- DOCUMENT EXTRACT -
○ ○ ○ ○

The Mideastwire Blog

Excerpts from the Arab and Iranian Media & Analysis of US Policy in the Region

Marc Lynch on Syria

A perfect illustration of why Mike Young’s punditry on Syria, discussed below, is so unhelpful. Perhaps he would support the more sensible and concrete positions outlined by US academic Marc Lynch? But we can’t know or be sure because 1) His ideological predilection and support for Western military intervention is so pronounced, thus raising the rightful suspicion that he really CRAVES this option (like Nasrallah has said he “Craves war, but we don’t want it”), and 2) his murky statements on what to do are… just so unclear/utterly without specificity.

From Marc at FP:

“…But I don’t see a great deal of leverage which the U.S. can on its own bring to bear on the course of events in Syria. There are no magical democracy words which will tip the balance. The reality is that the U.S. has few good policy options. There are some obvious steps, of course. The administration should focus on aligning its rhetoric and actions towards Syria with its broader regional strategy, without being drawn into ill-advised escalations. It should increase the spotlight on Syrian human rights abuses, and consider carefully targeted sanctions against regime figures involved in the repression. It should not recall the U.S. Ambassador from Damascus, or consider any form of military intervention. But it should make clear to Bashar al-Asad that he is on the path of Yemen’s Ali Abdullah Saleh. The price of his choice to abandon serious reform efforts and unleash brutal violence will be steep, and work quickly to formulate a coherent regional response which can help broker a serious political transition in Damascus.

○ ○ ○ ○

- RECORDS TO USE -

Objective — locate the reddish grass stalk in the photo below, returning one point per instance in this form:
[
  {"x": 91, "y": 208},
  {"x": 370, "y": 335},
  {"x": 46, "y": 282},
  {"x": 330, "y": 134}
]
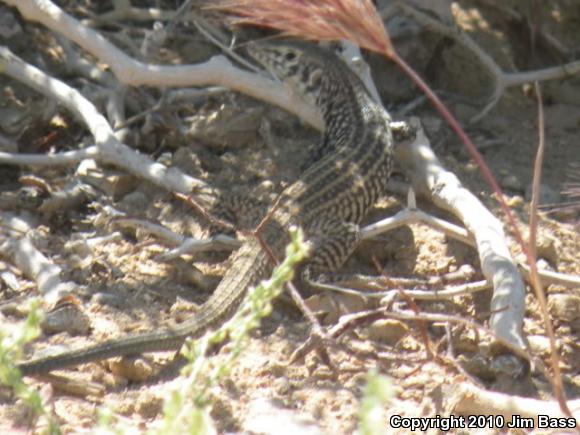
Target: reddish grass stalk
[{"x": 359, "y": 22}]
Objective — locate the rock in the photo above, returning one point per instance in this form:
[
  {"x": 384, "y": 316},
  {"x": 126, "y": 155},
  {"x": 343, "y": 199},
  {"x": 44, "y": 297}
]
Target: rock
[
  {"x": 136, "y": 369},
  {"x": 66, "y": 316}
]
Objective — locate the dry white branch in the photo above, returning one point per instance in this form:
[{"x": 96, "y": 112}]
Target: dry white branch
[
  {"x": 445, "y": 190},
  {"x": 217, "y": 71},
  {"x": 109, "y": 150},
  {"x": 21, "y": 251},
  {"x": 428, "y": 175},
  {"x": 502, "y": 80}
]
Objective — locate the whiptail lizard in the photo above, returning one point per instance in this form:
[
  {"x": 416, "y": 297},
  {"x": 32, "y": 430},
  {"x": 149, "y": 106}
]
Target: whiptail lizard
[{"x": 349, "y": 173}]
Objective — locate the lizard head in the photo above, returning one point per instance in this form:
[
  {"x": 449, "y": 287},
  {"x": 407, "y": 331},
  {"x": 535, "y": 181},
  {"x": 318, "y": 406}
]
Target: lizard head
[{"x": 298, "y": 65}]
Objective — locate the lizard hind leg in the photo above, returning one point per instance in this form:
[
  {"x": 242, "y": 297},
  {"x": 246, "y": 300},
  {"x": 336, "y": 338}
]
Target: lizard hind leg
[{"x": 333, "y": 241}]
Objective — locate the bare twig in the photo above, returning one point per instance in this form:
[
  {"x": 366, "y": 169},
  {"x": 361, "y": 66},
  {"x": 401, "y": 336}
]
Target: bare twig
[{"x": 556, "y": 379}]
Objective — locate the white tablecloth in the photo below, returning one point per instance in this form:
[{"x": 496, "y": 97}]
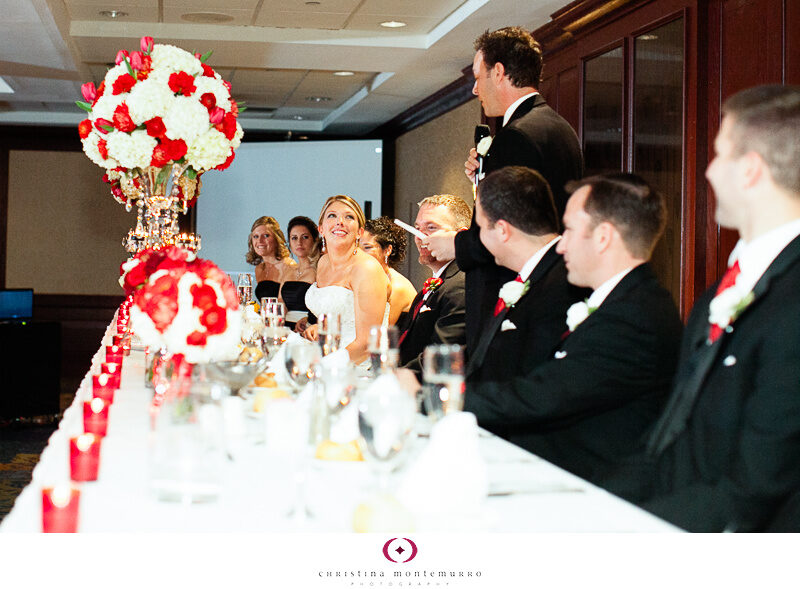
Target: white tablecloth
[{"x": 527, "y": 494}]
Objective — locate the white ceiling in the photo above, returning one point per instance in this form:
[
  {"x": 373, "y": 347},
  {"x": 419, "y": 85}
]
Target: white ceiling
[{"x": 275, "y": 53}]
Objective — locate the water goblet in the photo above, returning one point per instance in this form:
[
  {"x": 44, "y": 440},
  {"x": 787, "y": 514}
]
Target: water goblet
[
  {"x": 443, "y": 374},
  {"x": 329, "y": 332}
]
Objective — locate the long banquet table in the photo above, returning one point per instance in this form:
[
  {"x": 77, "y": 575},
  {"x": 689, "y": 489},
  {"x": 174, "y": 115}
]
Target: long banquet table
[{"x": 526, "y": 493}]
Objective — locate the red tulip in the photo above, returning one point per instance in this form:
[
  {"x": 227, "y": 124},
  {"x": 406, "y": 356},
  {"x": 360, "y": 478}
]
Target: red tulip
[
  {"x": 146, "y": 43},
  {"x": 89, "y": 91}
]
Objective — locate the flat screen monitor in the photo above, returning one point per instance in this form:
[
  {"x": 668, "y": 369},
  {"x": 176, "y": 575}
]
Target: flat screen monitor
[{"x": 16, "y": 304}]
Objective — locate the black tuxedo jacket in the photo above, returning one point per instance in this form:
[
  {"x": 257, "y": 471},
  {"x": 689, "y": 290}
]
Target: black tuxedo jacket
[
  {"x": 726, "y": 452},
  {"x": 604, "y": 386},
  {"x": 520, "y": 338},
  {"x": 537, "y": 137},
  {"x": 441, "y": 320}
]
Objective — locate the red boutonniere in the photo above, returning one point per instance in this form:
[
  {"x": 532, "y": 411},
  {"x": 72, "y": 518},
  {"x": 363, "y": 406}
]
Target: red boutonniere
[{"x": 431, "y": 285}]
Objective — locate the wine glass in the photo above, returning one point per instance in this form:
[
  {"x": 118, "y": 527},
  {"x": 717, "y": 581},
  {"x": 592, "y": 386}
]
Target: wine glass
[
  {"x": 383, "y": 346},
  {"x": 329, "y": 332},
  {"x": 443, "y": 373},
  {"x": 300, "y": 359},
  {"x": 244, "y": 286},
  {"x": 385, "y": 423}
]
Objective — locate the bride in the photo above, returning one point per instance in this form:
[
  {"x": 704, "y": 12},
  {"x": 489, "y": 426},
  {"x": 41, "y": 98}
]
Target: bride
[{"x": 349, "y": 282}]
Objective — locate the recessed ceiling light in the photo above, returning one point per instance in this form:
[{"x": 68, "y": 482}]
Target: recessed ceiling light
[{"x": 210, "y": 18}]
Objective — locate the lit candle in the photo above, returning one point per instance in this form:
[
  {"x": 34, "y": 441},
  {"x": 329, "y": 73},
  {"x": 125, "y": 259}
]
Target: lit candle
[
  {"x": 102, "y": 387},
  {"x": 114, "y": 371},
  {"x": 114, "y": 353},
  {"x": 95, "y": 416},
  {"x": 60, "y": 509},
  {"x": 84, "y": 457}
]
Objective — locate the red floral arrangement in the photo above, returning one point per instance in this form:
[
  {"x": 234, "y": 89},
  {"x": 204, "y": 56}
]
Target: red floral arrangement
[{"x": 183, "y": 303}]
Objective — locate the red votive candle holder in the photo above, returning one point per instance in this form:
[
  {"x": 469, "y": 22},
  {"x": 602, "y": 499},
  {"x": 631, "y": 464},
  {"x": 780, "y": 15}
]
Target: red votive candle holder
[
  {"x": 114, "y": 371},
  {"x": 114, "y": 354},
  {"x": 60, "y": 509},
  {"x": 95, "y": 416},
  {"x": 84, "y": 457},
  {"x": 102, "y": 387}
]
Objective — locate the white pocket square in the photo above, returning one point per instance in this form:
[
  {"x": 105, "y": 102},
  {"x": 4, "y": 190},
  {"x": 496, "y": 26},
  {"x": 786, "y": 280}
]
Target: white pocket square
[{"x": 507, "y": 326}]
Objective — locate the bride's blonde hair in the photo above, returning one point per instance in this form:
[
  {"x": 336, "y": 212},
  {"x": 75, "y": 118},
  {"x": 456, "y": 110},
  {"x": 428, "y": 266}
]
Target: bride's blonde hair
[{"x": 346, "y": 200}]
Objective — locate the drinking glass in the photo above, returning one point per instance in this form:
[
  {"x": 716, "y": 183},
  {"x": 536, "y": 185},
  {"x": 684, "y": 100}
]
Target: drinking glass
[
  {"x": 383, "y": 346},
  {"x": 329, "y": 332},
  {"x": 244, "y": 286},
  {"x": 301, "y": 358},
  {"x": 385, "y": 423},
  {"x": 443, "y": 373}
]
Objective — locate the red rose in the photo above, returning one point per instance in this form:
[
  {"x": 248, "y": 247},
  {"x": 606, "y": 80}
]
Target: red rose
[
  {"x": 155, "y": 127},
  {"x": 182, "y": 83},
  {"x": 123, "y": 84},
  {"x": 208, "y": 100},
  {"x": 203, "y": 296},
  {"x": 122, "y": 119},
  {"x": 197, "y": 338},
  {"x": 215, "y": 320},
  {"x": 224, "y": 165},
  {"x": 84, "y": 128}
]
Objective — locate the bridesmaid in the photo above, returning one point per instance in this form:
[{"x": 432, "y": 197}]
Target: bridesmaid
[
  {"x": 267, "y": 251},
  {"x": 386, "y": 242},
  {"x": 304, "y": 244}
]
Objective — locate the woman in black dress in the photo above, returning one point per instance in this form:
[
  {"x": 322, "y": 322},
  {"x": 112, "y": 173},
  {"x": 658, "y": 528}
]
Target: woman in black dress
[
  {"x": 304, "y": 244},
  {"x": 267, "y": 251}
]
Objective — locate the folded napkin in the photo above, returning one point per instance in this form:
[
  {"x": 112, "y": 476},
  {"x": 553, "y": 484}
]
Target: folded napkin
[{"x": 450, "y": 476}]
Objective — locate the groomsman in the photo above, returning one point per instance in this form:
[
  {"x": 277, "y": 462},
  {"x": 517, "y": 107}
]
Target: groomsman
[
  {"x": 518, "y": 222},
  {"x": 437, "y": 313},
  {"x": 605, "y": 384},
  {"x": 725, "y": 454}
]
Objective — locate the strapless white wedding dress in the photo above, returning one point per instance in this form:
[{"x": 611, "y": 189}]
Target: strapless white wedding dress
[{"x": 340, "y": 300}]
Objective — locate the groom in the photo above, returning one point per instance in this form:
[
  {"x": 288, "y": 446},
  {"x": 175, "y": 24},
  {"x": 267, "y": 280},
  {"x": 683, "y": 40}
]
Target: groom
[
  {"x": 585, "y": 407},
  {"x": 725, "y": 454}
]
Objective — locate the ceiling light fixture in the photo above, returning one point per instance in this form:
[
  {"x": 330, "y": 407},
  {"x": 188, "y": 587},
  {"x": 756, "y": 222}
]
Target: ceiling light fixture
[{"x": 113, "y": 13}]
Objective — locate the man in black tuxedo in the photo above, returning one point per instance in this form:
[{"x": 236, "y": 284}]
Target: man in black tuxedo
[
  {"x": 507, "y": 69},
  {"x": 437, "y": 312},
  {"x": 515, "y": 212},
  {"x": 725, "y": 454},
  {"x": 605, "y": 383}
]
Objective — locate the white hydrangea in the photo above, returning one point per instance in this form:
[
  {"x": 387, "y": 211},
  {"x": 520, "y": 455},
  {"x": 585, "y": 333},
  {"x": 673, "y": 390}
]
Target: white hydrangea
[
  {"x": 210, "y": 149},
  {"x": 186, "y": 119},
  {"x": 112, "y": 75},
  {"x": 93, "y": 152},
  {"x": 175, "y": 59},
  {"x": 217, "y": 88},
  {"x": 132, "y": 151},
  {"x": 148, "y": 99},
  {"x": 105, "y": 107}
]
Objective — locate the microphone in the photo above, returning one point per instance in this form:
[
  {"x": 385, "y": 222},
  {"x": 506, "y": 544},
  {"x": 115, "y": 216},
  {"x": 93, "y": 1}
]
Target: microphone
[{"x": 481, "y": 132}]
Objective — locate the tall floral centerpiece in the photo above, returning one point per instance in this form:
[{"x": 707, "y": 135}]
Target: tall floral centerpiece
[{"x": 159, "y": 119}]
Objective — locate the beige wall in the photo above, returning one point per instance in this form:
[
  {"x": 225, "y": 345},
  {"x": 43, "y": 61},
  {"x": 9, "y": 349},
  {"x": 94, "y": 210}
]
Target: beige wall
[
  {"x": 64, "y": 228},
  {"x": 430, "y": 160}
]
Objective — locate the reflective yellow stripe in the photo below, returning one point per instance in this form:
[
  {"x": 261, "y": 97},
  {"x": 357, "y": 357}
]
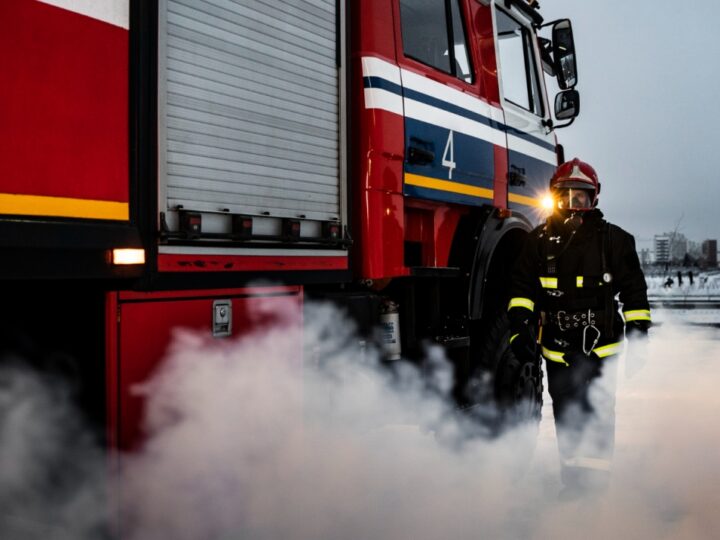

○ ○ ○ ○

- WHAT TO WORK ON -
1. Gather every line of the rows that contains the string "arrangement", treating uppercase and lowercase as different.
2. Carry on the blog post about Marc Lynch and US policy toward Syria, picking up right after its last sentence.

- SOLVED TASKS -
1.
Objective — locate the red floral arrangement in the photo above, returning one point per instance in this form:
Target: red floral arrangement

2.
The key next step is to build a strong regional consensus among Syria’s neighbors on a Yemen-style plan for a meaningful political transition. This can not be a unilateral American initiative. It could only work with the active support of a diverse group of states who do not always work well together, including most crucially Saudi Arabia and Qatar, along with the rest of the GCC, and Turkey, which has gone from a painful silence to recently hosting a conference of Syrian opposition figures. (Ideally Iraq would be a part of this, though its current political tensions and Bahrain-fueled spats with the GCC make this unlikely.) There would have to be significant carrots offered in order to entice key Syrian actors to accept the offer, and fierce Iranian resistance would need to be overcome. The risks of such a regional initiative are high, and the continuing uncertainties about the Yemen deal certainly show that it won’t be easy. But the potential payoffs are enormous, and there are few more attractive alternatives on offer. It done successfully, such a gambit could rescue the Arab spring from the violent, bloody cul de sac into which desperate dictators have driven it, and hold out the prospect of fundamental positive transformations of the region…”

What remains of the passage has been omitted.